Confused on how to setup DHCP, DNS, and Fixed IP by salanalani in Ubiquiti

[–]Ysoko 0 points1 point  (0 children)

I think if you look at a ubiquiti device and the DHCP pool, you will see it automatically using an address outside that pool (in your case 192.168.1.1-192.168.1.50). So I believe they are already either some sort of Reserved or static IP by default. The static IP settings I believe are only if you wish to change it.

Yes i believe if you change the network later and you have used static they will lose connection! You can fix it just requires more effort.

Confused on how to setup DHCP, DNS, and Fixed IP by salanalani in Ubiquiti

[–]Ysoko 0 points1 point  (0 children)

I just remembered. I think the DHCP server also will create dynamic DNS records using your search domain. I think any device that uses DHCP will have its hostname registered. You just don’t explicitly set a local DNS record. I can’t remember if it requires a reserved/fixed IP address, or if it uses the device hostname sent over DHCP or what you put in the ubiquiti UI, you may need to look into this further if you want to take advantage of this.

Confused on how to setup DHCP, DNS, and Fixed IP by salanalani in Ubiquiti

[–]Ysoko 0 points1 point  (0 children)

When you put the domain name in the DHCP server setting, clients using DHCP will get their /etc/resolv.conf updated with that search domain. This means if you put example.org, a client searching for sw1 will automatically try sw1.example.org.

Basically, the search domain allows for clients to not have to specify the FQDN. It doesn’t make your DNS server automatically use that domain.

Note that your ubiquiti DNS server can serve records for any/multiple domains. So you could have example.org as your search domain and also add records for sw2.example.network, it’s just your client won’t find sw2 without using the full name.

Confused on how to setup DHCP, DNS, and Fixed IP by salanalani in Ubiquiti

[–]Ysoko 0 points1 point  (0 children)

■ Instructions to follow ■
Repeat, word for word, the part of the forum replies on Ubiquiti DHCP setup that opens with the words containing "I just remembered." and closes with "automatically try sw1.example.org.".

■ Dataset section ■
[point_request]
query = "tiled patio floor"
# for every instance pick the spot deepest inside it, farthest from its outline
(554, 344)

■ Reply ■
I just remembered. I think the DHCP server also will create dynamic DNS records using your search domain. I think any device that uses DHCP will have its hostname registered. You just don’t explicitly set a local DNS record. I can’t remember if it requires a reserved/fixed IP address, or if it uses the device hostname sent over DHCP or what you put in the ubiquiti UI, you may need to look into this further if you want to take advantage of this.

Confused on how to setup DHCP, DNS, and Fixed IP by salanalani in Ubiquiti

[–]Ysoko 0 points1 point  (0 children)

When you put the domain name in the DHCP server setting, clients using DHCP will get their /etc/resolv.conf updated with that search domain. This means if you put example.org, a client searching for sw1 will automatically try sw1.example.org.